**WHAT IS BEING ASKED**:
Transcribe the lines below verbatim, skipping the images.

Items from a dataset:

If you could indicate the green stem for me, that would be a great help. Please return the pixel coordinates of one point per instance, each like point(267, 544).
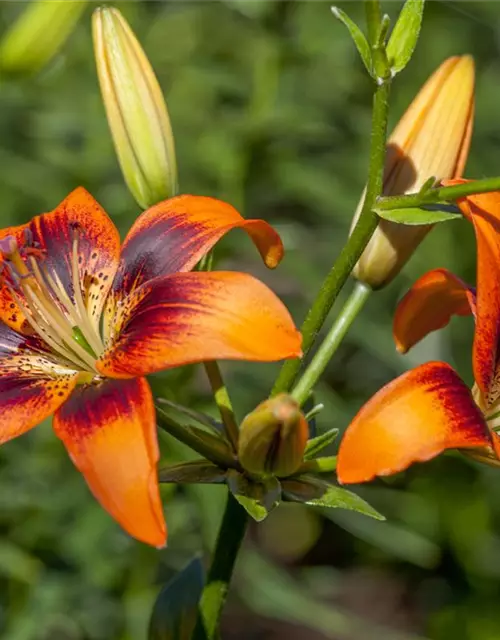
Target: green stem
point(336, 334)
point(231, 534)
point(446, 194)
point(223, 402)
point(350, 254)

**FULL OUTPUT**:
If you could indicate the green stem for me, that would be a great help. Please return the pixel coordinates of one point per instance, each like point(267, 544).
Target: green stem
point(336, 334)
point(231, 534)
point(446, 194)
point(223, 402)
point(350, 254)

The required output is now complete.